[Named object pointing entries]
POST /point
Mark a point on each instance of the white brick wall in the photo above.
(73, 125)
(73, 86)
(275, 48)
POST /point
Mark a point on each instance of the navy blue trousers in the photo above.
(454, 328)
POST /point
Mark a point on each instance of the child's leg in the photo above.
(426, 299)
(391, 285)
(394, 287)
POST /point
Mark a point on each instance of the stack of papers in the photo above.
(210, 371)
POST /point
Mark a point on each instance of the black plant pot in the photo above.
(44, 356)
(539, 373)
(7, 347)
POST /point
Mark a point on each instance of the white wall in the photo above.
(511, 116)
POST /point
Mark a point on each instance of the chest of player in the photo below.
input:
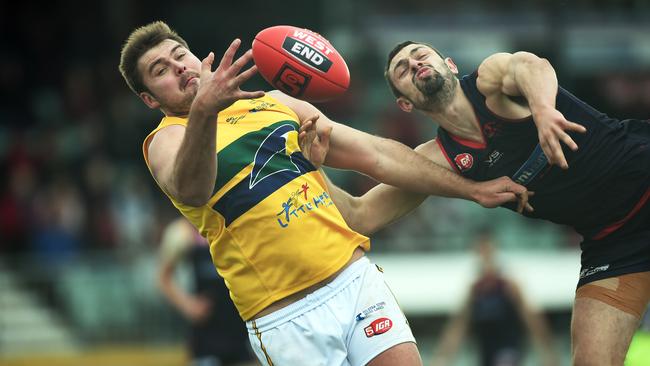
(507, 145)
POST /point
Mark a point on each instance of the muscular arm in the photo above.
(380, 206)
(524, 74)
(183, 160)
(391, 162)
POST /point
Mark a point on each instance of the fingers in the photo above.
(553, 151)
(241, 78)
(251, 95)
(206, 65)
(241, 61)
(228, 56)
(568, 141)
(522, 200)
(575, 127)
(325, 136)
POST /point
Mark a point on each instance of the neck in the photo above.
(458, 117)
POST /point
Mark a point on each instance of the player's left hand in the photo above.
(493, 193)
(552, 129)
(313, 143)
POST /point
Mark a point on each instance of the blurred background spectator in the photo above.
(80, 216)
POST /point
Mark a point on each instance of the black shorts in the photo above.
(626, 250)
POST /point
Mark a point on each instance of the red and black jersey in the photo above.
(608, 179)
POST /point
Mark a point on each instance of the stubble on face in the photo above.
(437, 90)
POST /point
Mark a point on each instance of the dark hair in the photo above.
(392, 55)
(139, 42)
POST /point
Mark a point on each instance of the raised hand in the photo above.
(219, 89)
(314, 145)
(498, 191)
(552, 128)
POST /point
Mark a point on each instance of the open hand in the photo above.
(552, 128)
(314, 144)
(498, 191)
(219, 89)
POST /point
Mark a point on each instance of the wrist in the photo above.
(200, 110)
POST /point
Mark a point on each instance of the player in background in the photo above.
(217, 336)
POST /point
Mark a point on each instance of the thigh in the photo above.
(606, 314)
(314, 338)
(380, 333)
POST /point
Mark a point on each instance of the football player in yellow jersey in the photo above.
(318, 300)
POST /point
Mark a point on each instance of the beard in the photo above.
(180, 108)
(437, 91)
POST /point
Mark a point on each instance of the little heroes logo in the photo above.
(294, 209)
(377, 327)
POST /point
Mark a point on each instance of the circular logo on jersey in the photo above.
(464, 161)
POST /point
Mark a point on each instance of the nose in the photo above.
(415, 64)
(179, 67)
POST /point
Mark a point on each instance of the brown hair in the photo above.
(139, 42)
(392, 55)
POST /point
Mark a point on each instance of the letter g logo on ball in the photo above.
(291, 81)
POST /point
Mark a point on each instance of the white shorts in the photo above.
(349, 321)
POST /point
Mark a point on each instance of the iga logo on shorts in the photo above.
(379, 326)
(464, 161)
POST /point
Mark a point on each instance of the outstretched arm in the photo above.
(381, 205)
(525, 74)
(393, 163)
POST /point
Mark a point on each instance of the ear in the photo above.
(149, 100)
(451, 65)
(404, 104)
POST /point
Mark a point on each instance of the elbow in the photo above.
(359, 218)
(530, 59)
(193, 198)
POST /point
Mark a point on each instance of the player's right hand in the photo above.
(314, 144)
(552, 129)
(221, 88)
(496, 192)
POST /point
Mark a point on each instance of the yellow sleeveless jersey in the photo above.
(272, 226)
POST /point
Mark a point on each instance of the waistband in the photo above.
(312, 300)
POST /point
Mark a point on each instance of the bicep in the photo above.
(162, 151)
(496, 76)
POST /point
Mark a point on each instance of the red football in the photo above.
(300, 63)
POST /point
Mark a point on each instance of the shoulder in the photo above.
(492, 71)
(300, 107)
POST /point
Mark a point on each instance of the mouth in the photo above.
(186, 82)
(189, 80)
(423, 72)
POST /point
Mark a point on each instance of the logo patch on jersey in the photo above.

- **EXERCISE GOAL**
Write out the listing word for word, omitting the pictures it holds.

- **SOLVED EXERCISE**
POST /point
Mark a point on each instance of the white brick wall in the photo above.
(73, 125)
(73, 86)
(275, 48)
POST /point
Mark a point on each instance of the navy blue trousers in the photo above.
(454, 328)
POST /point
Mark a point on each instance of the child's leg in the photo above.
(426, 299)
(391, 285)
(394, 287)
POST /point
Mark a point on each instance of the stack of papers in the photo above.
(210, 371)
POST /point
Mark a point on each instance of the black plant pot in the photo above.
(44, 356)
(539, 373)
(7, 347)
POST /point
Mark a point on each instance of the white wall in the photo above.
(511, 116)
POST /point
Mark a point on each instance of the chest of player in the photo below.
input:
(507, 145)
POST /point
Mark a point on each instance of the muscular arm in the photo above.
(380, 206)
(524, 74)
(183, 160)
(391, 162)
POST /point
Mark a point on each instance of the fingers in the photo above.
(553, 151)
(241, 78)
(251, 95)
(206, 65)
(241, 61)
(228, 56)
(568, 141)
(522, 200)
(575, 127)
(325, 136)
POST /point
Mark a point on each instance of the neck in the photo above.
(458, 117)
POST /point
Mark a point on each instance of the player's left hand in the photo above.
(493, 193)
(552, 129)
(313, 143)
POST /point
Mark a point on each instance of the blurred background spectator in the photo above.
(80, 216)
POST /point
Mark a point on each instance of the black shorts in the photo above.
(626, 250)
POST /point
Mark a point on each instance of the red and black jersey in the photo above.
(608, 179)
POST /point
Mark a point on each instance of the stubble on face in the photo above.
(437, 90)
POST /point
Mark a point on each instance of the dark hair in the photo above.
(392, 55)
(139, 42)
POST /point
Mark a point on each instance of the raised hand in the photo above.
(219, 89)
(314, 145)
(498, 191)
(552, 128)
POST /point
Mark a point on each instance of the open hand in the photo above.
(552, 128)
(314, 144)
(498, 191)
(219, 89)
POST /point
Mark a point on each instance of the wrist in the photo above.
(200, 110)
POST /point
Mark a point on each instance of the player in background in the photo above.
(217, 336)
POST /point
Mark a point on each instance of the thigh in the photo above.
(606, 314)
(314, 338)
(380, 333)
POST /point
Mark a point on each instance of the football player in yellow jersey in the photo above.
(318, 300)
POST /point
Mark a point on each instance of the beard in the photo above.
(180, 108)
(437, 91)
POST /point
Mark a point on each instance of the little heroes logo in the photo above.
(294, 209)
(377, 327)
POST /point
Mark a point on each instance of the circular logo on jersey in the photo above.
(464, 161)
POST /point
Mark a point on each instance of the nose in the photo above.
(415, 64)
(179, 67)
POST /point
Mark a point on each instance of the brown hair in the photo above.
(139, 42)
(392, 55)
POST /point
Mark a point on each instance of the letter g logo on ball in the photo above.
(291, 81)
POST /point
Mark a point on each instance of the white shorts in the photo above.
(349, 321)
POST /point
Mark a point on each instance of the iga logo on shorts in the photo above.
(379, 326)
(464, 161)
POST /point
Mark a point on each instance of the outstretched arm in the photo above.
(381, 205)
(525, 74)
(393, 163)
POST /point
Mark a point on each instance of the ear in the photo above.
(149, 100)
(451, 65)
(404, 104)
POST /point
Mark a point on each instance of the elbow in the photo above.
(359, 218)
(530, 59)
(193, 198)
POST /point
Mark a point on each instance of the player's right hand in the photo above.
(314, 144)
(552, 129)
(221, 88)
(496, 192)
POST /point
Mark a point on each instance of the yellow sleeveless jersey in the photo above.
(272, 226)
POST /point
Mark a point on each instance of the waistband in the photo above.
(312, 300)
POST /point
Mark a point on each instance of the bicep in the photo above.
(162, 151)
(496, 76)
POST /point
Mark a point on each instance of the red football in the photo above.
(300, 63)
POST /point
Mark a point on each instance of the shoulder in the photo above.
(492, 71)
(300, 107)
POST /point
Mark a point on each instance of the mouth in the photo above.
(186, 82)
(189, 80)
(423, 72)
POST /point
Mark a point on each instance of the logo patch on jersey in the photo above.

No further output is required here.